- Set exercise: Reproduce exactly the lines from the one containing "Every instance of the green" through the last line of the data, both ends included.
________________________
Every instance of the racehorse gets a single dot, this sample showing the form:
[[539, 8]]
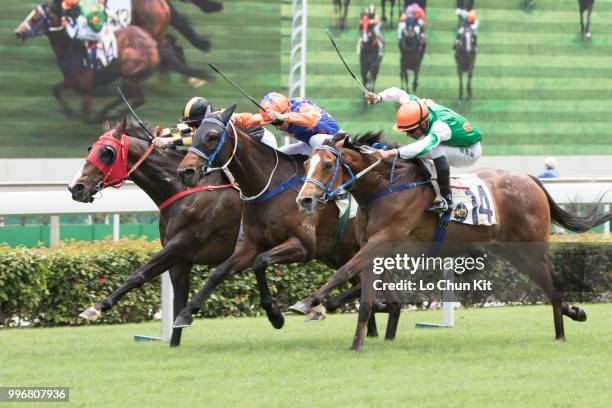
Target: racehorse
[[586, 5], [465, 57], [370, 54], [275, 231], [197, 228], [340, 12], [383, 3], [412, 49], [524, 213], [138, 57]]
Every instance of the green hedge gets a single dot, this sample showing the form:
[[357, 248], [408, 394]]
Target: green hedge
[[52, 286]]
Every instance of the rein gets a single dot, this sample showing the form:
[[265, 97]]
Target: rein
[[329, 194]]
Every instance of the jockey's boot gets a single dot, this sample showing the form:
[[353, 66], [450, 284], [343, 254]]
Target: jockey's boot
[[446, 203]]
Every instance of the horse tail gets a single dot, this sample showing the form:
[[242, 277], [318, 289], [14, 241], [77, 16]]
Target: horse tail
[[183, 26], [571, 221], [172, 62], [208, 6]]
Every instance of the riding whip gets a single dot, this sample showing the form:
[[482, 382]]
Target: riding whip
[[140, 122], [232, 83], [363, 88]]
________________________
- Response to the task:
Every instance of the green hedge gets a single dot, this sample showing the form:
[[357, 248], [408, 394]]
Target: green hedge
[[52, 286]]
Every instance of the rein gets a single dot, this sample showing the form:
[[265, 97]]
Target: rein
[[329, 194]]
Every instance of the jockey's boot gets a single dot, this sample showing the form:
[[353, 66], [450, 284], [343, 254]]
Target: jockey's boot
[[446, 203]]
Every instance of the horse tail gets a single dot, this sample showing the form:
[[242, 277], [318, 289], [14, 241], [77, 16]]
Target: horse tail
[[183, 26], [571, 221], [172, 62], [208, 6]]
Every instance of the riding whip gets a single dot, this sample showing the form:
[[482, 382]]
Target: riding whip
[[140, 122], [232, 83], [363, 88]]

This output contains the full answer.